» **Task requirements**
Print the data exactly as it is given, please.

*** Opening Data provided ***

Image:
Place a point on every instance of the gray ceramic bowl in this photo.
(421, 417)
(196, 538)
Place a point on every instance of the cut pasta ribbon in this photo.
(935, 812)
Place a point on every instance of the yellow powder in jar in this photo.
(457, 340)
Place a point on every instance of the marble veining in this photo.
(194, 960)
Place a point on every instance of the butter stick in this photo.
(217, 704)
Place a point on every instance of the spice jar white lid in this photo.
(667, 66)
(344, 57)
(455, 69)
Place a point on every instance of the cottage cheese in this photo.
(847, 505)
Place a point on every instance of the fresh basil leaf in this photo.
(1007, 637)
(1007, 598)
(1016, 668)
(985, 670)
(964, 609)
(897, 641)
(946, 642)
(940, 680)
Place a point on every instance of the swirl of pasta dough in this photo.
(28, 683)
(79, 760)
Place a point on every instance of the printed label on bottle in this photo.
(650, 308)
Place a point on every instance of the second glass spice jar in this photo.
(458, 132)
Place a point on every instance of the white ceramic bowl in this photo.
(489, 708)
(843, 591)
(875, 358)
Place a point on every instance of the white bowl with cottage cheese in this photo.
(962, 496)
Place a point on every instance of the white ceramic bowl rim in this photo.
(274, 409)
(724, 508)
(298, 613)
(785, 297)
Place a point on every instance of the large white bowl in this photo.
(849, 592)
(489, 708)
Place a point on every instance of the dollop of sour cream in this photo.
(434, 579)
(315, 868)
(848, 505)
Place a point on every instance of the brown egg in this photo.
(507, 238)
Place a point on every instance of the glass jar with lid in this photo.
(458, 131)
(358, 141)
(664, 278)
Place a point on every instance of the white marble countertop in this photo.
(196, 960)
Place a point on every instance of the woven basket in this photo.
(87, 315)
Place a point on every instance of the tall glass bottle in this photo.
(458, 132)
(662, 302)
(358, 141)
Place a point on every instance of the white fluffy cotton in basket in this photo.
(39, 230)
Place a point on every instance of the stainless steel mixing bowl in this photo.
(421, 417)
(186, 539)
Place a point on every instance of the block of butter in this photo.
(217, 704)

*** Closing Data provided ***

» **Response area**
Image:
Place a point on every instance of the gray ceramic bowl in this photo.
(421, 417)
(196, 538)
Place a point on every instance of the cut pasta ribbon in this photo.
(935, 812)
Place a point on every instance of the yellow powder in jar in this photo.
(457, 340)
Place a point on every instance of the marble veining in this photo.
(194, 960)
Place a point on every instance of the butter stick in this photo.
(217, 704)
Place a point on every instance of the spice jar white lid in this photo.
(667, 66)
(344, 57)
(455, 69)
Place a point on every instance of the cottage cheese in this photo.
(847, 505)
Place a point on every instance of the fresh basil leaf in this photo.
(1007, 637)
(1007, 598)
(1016, 668)
(985, 670)
(964, 609)
(897, 641)
(946, 642)
(940, 680)
Place a point on every instance of the swirl of pasta dough in this photo.
(28, 683)
(79, 760)
Place a point on every instance of the printed label on bottle in this photo.
(650, 308)
Place a point on every instance of the second glass spice jar in this photo.
(458, 132)
Place a point on every instance of the white ceramic bowl in this photo.
(489, 708)
(843, 591)
(875, 358)
Place a point on every instance of the white bowl with cottage cheese in this photo.
(962, 496)
Place a point on every instance of the white ceramic bowl rim in this photo.
(274, 409)
(724, 508)
(298, 613)
(785, 297)
Place a point on every instance of the large white bowl in this photo.
(849, 592)
(489, 708)
Place a point on every instance of the dollop of sour cream in this photo.
(434, 579)
(315, 868)
(848, 505)
Place a point on every instance of the brown egg in this photo.
(507, 238)
Place a point on every instance of the glass jar with lid in this photo.
(458, 131)
(358, 141)
(664, 278)
Place a point on every instance of the white marble countertop in this photo.
(196, 960)
Place a point on every instance of the woven basket in this photo.
(87, 315)
Place a point on every instance of the tall glass bottle in this photo.
(458, 132)
(662, 302)
(358, 141)
Place a point on every instance of the white fluffy cotton in basket in this photo.
(39, 230)
Place a point on every instance of the stainless steel mixing bowl in this photo.
(421, 417)
(186, 539)
Place a point on every instance of the block of butter in this photo.
(217, 704)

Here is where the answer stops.